__Requests__.
• 1. According to the review of Your Church is too small, where did the reviewer move from and to in May of 1980?
• 2. Retype the review of Your Church is too small, starting with "John H. Armstrong’s" and going on through "I was attracted.".
• 3. Extend the review of Your Church is too small past its last sentence.

** Start of Quoted text **

Saturday, July 12, 2014

Review of Your Church is too small


John H. Armstrong’s Your Church is too small

A book Review

By Dan McDonald

 


 

            I have known John Armstrong for thirty years.  In 1980 I was living in Illinois and was attracted to a ministry within a Baptist Church in Oklahoma.  I was 25 and ready to make the move.  I was pursuing the right church within the whole cultural smorgasbord of churches and places of worship.  I knew better than to look for “the perfect church” because as the cliché went if I found the perfect church I would ruin it.  But I was looking for the next best thing.  With all the different churches proclaiming so many different perspectives on the Christian faith one had to be careful so as to discover the church that really had the Christian message.  I moved all the way from Bloomington, Illinois to Sand Springs, Oklahoma in May of 1980 to go to the church to whose ministry I was attracted.

** End of Quoted text **
** Start of Data section **

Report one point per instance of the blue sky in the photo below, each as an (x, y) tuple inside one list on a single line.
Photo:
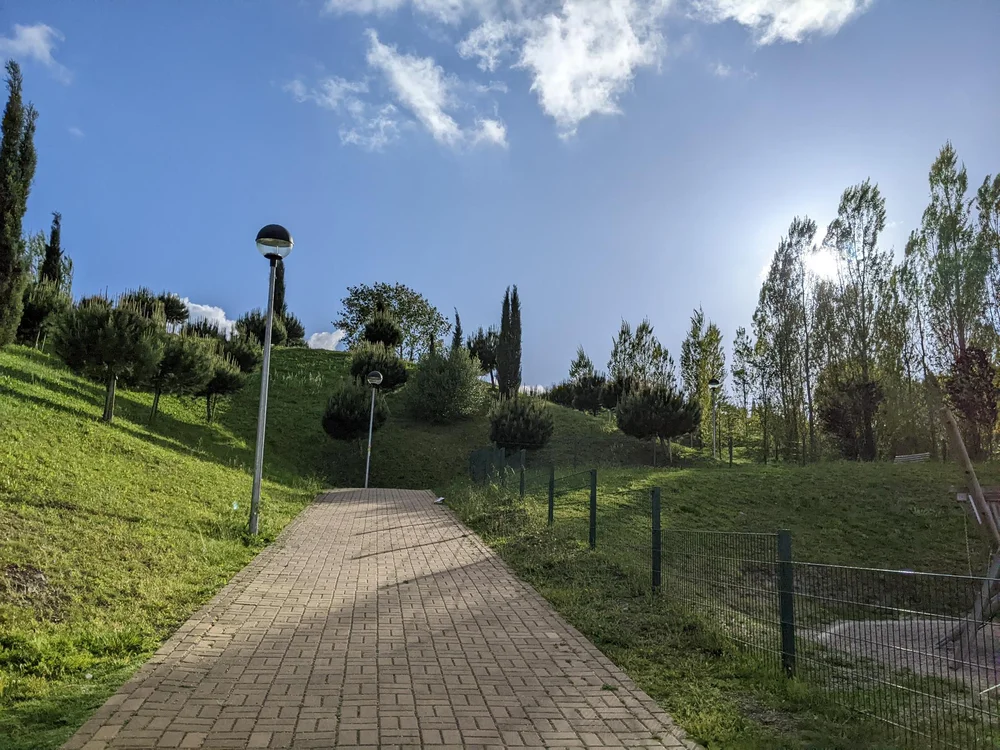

** End of Data section **

__Task results__.
• 1. From Bloomington, Illinois to Sand Springs, Oklahoma.

• 2.
John H. Armstrong’s Your Church is too small

A book Review

By Dan McDonald

 


 

            I have known John Armstrong for thirty years.  In 1980 I was living in Illinois and was attracted to a ministry within a Baptist Church in Oklahoma.  I was 25 and ready to make the move.  I was pursuing the right church within the whole cultural smorgasbord of churches and places of worship.  I knew better than to look for “the perfect church” because as the cliché went if I found the perfect church I would ruin it.  But I was looking for the next best thing.  With all the different churches proclaiming so many different perspectives on the Christian faith one had to be careful so as to discover the church that really had the Christian message.  I moved all the way from Bloomington, Illinois to Sand Springs, Oklahoma in May of 1980 to go to the church to whose ministry I was attracted.

• 3.
            I smile at the irony of how I was drawn to Oklahoma, where one of my pastor’s best friends was another pastor named John Armstrong who then pastored a church in a suburb of Chicago, Illinois.  If I had known of his ministry at the time I may well have remained in Illinois.  But the more important element of the story I am telling was my mindset at the time I made the move.  It was a mindset common within the churches to which I was attracted, and to be honest also the mindset of many churches to which I wasn’t attracted.  We saw thousands of diverse Christian denominations and a plethora of perspectives and we were not encouraged by diversity but overwhelmed to the point that we had to be very careful or we would get into the wrong sort of church and the wrong sort of churches abounded.  We thought perhaps that the number of churches that had lost the Gospel were far more than those which maintained a relationship to the Gospel.  We wanted a church where we believed the Scriptures were honored and Christ was present, and we suspected that hardly anyone else had this at all.  Perhaps my experience of how I viewed other churches than those within my way of perspective can illustrate something of the problem John Armstrong sought to address when he wrote Your Church is too small in 2010; available from Zondervan Press.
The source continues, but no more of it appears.